Activity - Would you please write out each entry precisely as given?

Available data -
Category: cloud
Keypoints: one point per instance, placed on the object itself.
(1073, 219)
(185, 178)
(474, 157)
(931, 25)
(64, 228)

Written reply -
Category: cloud
Keypoints: one point per instance, placed on the object itself.
(1073, 219)
(185, 178)
(474, 157)
(931, 25)
(64, 228)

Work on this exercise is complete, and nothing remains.